> PROBLEMS TO SOLVE
1 > Copy word for word the part of the FPEdit page that begins at the words "FPEdit: Robust LLM" and stops after "downstream task performance.".
2 > According to the FPEdit page, how long does FPEdit take to embed 10 fingerprint pairs into LLaMA2-7B?

> TEXT FOR ANALYSIS
▬▬▬▬▬▬▬▬▬▬
FPEdit: Robust LLM Fingerprinting through Localized Parameter Editing
Shida Wang 1,2, Chaohu Liu 1,2, Yubo Wang 1,2, Linli Xu 1,2
Published on arXiv
2508.02092
Model Theft
OWASP ML Top 10 — ML05
Model Theft
OWASP LLM Top 10 — LLM10
Key Finding
Achieves 95–100% fingerprint retention under both full-parameter fine-tuning and parameter-efficient adaptation while preserving downstream task performance.
FPEdit
Novel technique introduced
Large language models represent significant investments in computation, data, and engineering expertise, making them extraordinarily valuable intellectual assets. Nevertheless, these AI assets remain vulnerable to unauthorized redistribution and commercial exploitation through fine-tuning or black-box deployment. Current fingerprinting approaches face a fundamental trade-off: intrinsic methods require full parameter access, while backdoor-based techniques employ statistically anomalous triggers easily detected and filtered by adversaries. To address these limitations, we introduce FPEdit, a novel framework that leverages knowledge editing to inject semantically coherent natural language fingerprints through sparse, targeted modifications to model weights. Our approach introduces Promote-Suppress Value Vector Optimization, which simultaneously enhances target token likelihood while suppressing competing tokens, ensuring robust fingerprint integration without degrading core model functionality. Extensive experiments show that FPEdit achieves 95-100% fingerprint retention under both full-parameter fine-tuning and parameter-efficient adaptation, while preserving performance on downstream benchmarks. Moreover, FPEdit remains robust under quantization, pruning, and stochastic decoding, and can embed 10 fingerprint pairs into LLaMA2-7B in under 2 minutes using less than 30 GB of GPU memory, which represents a substantial reduction in resource requirements. These advances establish FPEdit as the first fingerprinting approach to simultaneously achieve robustness against adaptation, resistance to detection, and preservation of model utility, thereby providing a minimally invasive solution for reliable provenance verification of large language models in adversarial deployment scenarios.
▬▬▬▬▬▬▬▬▬▬
> RECORD SET
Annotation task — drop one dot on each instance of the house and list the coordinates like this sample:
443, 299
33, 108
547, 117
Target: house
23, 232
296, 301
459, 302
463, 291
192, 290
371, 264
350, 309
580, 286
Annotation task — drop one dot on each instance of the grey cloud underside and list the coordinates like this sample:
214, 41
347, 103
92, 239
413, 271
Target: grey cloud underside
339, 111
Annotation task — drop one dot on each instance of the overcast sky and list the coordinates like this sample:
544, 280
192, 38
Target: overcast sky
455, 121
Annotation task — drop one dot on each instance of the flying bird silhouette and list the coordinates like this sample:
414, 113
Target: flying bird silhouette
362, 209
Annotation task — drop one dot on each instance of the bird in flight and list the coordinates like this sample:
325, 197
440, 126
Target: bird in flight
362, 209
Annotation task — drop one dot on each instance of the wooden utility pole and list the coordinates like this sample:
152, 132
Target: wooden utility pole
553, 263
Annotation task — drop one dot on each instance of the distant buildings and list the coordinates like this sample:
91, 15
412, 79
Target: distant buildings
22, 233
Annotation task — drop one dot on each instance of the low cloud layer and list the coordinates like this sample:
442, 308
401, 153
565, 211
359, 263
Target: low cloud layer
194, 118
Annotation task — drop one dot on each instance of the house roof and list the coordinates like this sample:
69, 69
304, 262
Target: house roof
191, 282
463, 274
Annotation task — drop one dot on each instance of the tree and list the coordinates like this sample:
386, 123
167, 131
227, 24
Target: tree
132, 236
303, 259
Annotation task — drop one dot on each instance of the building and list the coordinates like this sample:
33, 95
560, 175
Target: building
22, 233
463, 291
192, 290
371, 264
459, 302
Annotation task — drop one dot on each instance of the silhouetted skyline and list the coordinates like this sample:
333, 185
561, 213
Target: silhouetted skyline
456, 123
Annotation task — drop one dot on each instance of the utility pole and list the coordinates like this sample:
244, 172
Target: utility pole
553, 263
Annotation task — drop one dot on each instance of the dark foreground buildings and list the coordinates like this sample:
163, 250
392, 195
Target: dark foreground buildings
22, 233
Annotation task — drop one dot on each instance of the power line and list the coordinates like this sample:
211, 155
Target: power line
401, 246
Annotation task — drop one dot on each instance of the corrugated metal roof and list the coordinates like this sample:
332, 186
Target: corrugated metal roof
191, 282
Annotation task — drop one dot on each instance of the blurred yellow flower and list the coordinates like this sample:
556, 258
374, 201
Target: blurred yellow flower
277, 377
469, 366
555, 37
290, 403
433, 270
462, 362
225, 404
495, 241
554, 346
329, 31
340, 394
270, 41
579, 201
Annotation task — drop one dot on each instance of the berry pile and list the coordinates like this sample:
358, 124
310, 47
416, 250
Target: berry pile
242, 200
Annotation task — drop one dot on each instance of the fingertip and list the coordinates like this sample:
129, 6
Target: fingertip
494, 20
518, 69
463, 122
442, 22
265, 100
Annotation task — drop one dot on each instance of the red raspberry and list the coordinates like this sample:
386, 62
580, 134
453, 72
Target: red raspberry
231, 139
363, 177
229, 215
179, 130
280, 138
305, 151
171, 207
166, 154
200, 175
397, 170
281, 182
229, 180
▬▬▬▬▬▬▬▬▬▬
> LIST OF SOLUTIONS
1 >
FPEdit: Robust LLM Fingerprinting through Localized Parameter Editing
Shida Wang 1,2, Chaohu Liu 1,2, Yubo Wang 1,2, Linli Xu 1,2
Published on arXiv
2508.02092
Model Theft
OWASP ML Top 10 — ML05
Model Theft
OWASP LLM Top 10 — LLM10
Key Finding
Achieves 95–100% fingerprint retention under both full-parameter fine-tuning and parameter-efficient adaptation while preserving downstream task performance.

2 > Under 2 minutes.